(About this exercise)
Where a line of the data holds the word "facade", copy that line.

(Exercise inputs)
----------

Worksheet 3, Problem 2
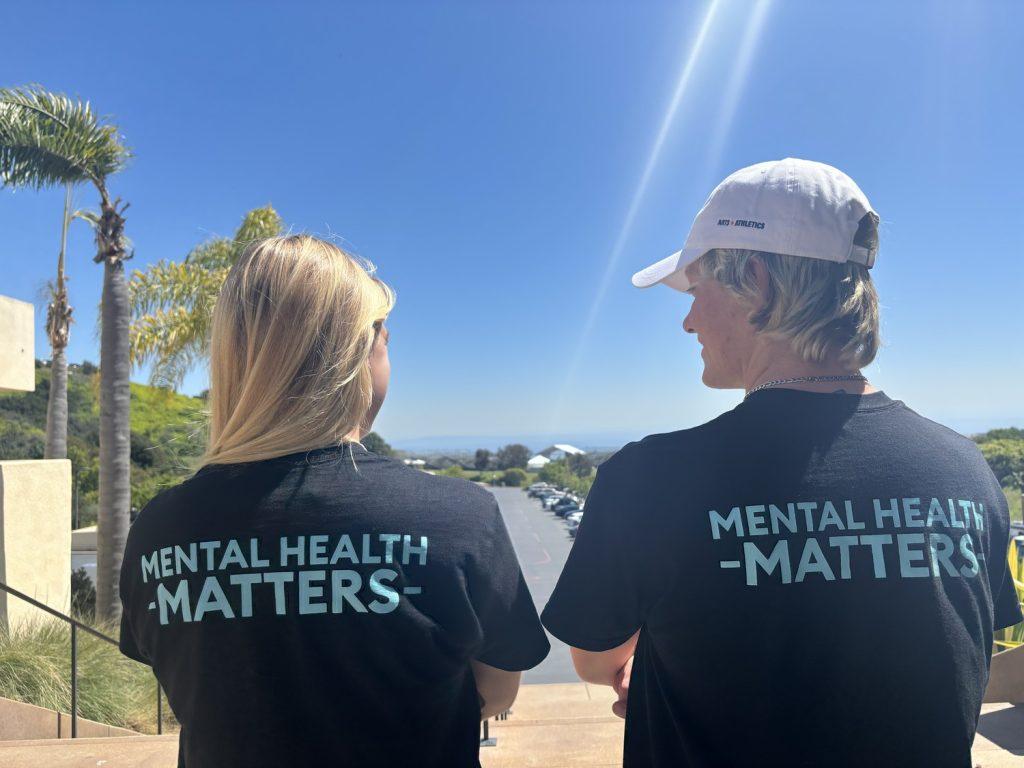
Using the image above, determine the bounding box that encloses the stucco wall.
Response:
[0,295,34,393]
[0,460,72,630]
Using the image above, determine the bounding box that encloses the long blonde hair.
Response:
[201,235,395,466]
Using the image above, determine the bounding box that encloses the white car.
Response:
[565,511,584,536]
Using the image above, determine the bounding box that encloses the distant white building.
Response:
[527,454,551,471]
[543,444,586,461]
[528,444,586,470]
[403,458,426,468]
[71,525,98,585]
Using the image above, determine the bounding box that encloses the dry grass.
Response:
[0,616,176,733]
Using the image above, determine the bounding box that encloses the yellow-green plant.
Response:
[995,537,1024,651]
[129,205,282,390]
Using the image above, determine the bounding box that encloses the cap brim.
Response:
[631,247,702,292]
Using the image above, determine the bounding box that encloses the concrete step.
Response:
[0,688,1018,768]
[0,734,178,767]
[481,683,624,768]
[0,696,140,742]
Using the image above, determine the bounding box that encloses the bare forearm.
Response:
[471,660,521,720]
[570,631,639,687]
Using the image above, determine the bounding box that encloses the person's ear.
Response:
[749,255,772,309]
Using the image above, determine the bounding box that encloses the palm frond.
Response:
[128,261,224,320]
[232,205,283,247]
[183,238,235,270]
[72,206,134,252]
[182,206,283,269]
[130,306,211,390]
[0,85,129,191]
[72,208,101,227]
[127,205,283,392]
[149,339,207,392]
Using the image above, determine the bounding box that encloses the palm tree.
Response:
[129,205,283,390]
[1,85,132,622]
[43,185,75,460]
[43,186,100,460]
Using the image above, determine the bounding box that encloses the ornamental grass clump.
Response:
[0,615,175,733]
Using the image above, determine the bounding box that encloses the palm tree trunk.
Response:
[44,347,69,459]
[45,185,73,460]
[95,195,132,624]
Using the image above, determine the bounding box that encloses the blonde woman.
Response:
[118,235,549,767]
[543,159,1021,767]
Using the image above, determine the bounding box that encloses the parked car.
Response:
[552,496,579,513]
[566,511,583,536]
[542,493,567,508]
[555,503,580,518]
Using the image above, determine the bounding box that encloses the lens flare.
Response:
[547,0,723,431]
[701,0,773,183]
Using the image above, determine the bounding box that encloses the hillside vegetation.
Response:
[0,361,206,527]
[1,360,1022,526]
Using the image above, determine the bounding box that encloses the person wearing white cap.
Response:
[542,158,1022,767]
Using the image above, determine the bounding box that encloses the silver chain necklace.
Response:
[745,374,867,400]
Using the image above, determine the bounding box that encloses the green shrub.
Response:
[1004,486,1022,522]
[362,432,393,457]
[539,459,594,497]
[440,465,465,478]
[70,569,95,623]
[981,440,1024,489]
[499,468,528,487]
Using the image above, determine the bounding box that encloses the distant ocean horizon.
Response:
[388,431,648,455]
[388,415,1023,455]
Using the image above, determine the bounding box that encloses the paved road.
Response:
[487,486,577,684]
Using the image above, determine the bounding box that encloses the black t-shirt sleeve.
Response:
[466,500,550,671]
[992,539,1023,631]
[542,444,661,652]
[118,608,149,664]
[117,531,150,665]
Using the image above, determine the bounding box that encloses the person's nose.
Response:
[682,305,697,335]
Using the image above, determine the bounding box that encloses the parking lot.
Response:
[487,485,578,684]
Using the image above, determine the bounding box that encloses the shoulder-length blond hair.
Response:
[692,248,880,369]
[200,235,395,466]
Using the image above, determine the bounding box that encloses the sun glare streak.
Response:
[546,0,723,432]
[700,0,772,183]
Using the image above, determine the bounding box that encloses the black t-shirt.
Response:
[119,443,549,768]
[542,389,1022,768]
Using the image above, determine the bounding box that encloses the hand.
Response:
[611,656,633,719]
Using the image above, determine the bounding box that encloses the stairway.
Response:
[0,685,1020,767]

----------

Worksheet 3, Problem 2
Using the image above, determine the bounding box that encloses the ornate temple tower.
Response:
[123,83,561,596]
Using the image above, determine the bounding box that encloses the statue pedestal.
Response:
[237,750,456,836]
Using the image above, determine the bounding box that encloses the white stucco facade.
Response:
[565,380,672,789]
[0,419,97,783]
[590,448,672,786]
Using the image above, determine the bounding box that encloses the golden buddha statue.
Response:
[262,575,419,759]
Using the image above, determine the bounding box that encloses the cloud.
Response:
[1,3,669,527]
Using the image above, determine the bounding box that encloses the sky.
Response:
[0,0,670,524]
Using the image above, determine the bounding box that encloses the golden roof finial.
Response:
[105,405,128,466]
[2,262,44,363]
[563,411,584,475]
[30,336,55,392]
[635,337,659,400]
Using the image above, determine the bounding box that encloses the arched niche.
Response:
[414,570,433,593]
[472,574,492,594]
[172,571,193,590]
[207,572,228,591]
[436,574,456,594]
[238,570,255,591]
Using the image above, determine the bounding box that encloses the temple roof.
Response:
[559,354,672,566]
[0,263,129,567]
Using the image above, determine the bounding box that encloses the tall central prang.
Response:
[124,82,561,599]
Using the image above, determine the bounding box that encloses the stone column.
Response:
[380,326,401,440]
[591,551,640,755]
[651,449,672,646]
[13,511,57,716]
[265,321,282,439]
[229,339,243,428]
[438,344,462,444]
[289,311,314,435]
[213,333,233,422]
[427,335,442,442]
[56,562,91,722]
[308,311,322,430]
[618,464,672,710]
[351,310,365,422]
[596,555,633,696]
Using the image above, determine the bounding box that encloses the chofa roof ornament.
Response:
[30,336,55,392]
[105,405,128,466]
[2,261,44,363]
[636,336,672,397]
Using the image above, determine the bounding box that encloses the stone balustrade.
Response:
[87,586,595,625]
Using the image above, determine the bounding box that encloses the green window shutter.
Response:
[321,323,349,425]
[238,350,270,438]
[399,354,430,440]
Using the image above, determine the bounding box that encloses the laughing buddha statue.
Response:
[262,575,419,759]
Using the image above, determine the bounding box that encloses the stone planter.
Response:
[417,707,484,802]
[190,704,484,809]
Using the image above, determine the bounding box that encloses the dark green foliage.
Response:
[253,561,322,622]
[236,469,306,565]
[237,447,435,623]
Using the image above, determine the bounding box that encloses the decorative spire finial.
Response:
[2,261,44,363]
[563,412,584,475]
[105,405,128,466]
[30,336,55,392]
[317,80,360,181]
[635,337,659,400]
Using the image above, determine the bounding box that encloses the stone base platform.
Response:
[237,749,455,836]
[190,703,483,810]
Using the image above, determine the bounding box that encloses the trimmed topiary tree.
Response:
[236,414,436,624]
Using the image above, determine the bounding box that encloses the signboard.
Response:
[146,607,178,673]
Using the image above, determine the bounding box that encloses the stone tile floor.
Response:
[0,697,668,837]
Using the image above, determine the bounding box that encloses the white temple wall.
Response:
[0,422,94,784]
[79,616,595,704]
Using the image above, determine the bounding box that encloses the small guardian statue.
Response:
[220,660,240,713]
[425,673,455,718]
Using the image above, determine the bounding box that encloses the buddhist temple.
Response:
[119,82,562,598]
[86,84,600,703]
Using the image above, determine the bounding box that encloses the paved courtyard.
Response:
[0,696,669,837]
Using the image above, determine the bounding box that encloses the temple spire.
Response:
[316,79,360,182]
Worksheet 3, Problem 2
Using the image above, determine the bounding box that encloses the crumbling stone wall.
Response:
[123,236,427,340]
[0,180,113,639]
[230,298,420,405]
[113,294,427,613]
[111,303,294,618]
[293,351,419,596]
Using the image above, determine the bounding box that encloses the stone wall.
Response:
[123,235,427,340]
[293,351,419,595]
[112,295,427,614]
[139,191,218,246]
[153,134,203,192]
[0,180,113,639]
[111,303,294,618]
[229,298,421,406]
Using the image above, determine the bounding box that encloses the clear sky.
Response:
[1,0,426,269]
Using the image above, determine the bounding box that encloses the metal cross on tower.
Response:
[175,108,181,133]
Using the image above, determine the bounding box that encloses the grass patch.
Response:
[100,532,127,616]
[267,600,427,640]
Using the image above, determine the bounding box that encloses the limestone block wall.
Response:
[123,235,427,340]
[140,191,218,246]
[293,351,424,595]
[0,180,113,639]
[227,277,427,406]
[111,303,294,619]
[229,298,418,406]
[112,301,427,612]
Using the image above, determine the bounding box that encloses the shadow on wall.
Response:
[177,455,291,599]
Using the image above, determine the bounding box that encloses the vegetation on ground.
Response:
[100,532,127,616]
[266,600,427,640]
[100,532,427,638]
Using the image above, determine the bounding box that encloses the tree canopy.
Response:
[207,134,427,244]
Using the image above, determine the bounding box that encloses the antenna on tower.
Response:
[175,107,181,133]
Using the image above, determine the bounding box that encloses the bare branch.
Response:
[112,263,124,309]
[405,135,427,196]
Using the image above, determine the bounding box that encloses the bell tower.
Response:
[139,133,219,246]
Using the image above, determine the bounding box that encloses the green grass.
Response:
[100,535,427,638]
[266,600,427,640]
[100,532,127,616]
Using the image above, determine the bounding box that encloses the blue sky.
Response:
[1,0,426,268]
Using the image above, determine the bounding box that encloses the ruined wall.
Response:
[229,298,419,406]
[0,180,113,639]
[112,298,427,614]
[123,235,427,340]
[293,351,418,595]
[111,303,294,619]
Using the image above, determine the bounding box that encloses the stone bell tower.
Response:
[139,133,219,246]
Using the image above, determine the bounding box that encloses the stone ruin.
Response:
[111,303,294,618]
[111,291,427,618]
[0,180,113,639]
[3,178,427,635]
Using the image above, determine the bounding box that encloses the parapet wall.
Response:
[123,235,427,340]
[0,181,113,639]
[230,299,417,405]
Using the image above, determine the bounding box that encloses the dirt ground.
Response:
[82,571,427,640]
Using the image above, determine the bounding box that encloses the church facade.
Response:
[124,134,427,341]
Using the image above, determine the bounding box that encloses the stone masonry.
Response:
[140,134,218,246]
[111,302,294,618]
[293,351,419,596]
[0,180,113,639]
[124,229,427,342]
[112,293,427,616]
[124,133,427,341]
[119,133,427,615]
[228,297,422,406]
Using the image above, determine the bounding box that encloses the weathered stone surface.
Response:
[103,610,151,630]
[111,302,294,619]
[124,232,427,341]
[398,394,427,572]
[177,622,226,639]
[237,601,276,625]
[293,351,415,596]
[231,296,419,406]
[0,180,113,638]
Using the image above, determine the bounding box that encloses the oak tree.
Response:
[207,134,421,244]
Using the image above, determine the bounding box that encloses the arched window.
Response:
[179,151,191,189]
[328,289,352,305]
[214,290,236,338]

----------

(Answer for this exercise)
Using the image above, determine the bounding box that encloses the white stucco facade.
Using the image above, determine the bounding box that encloses the church facade.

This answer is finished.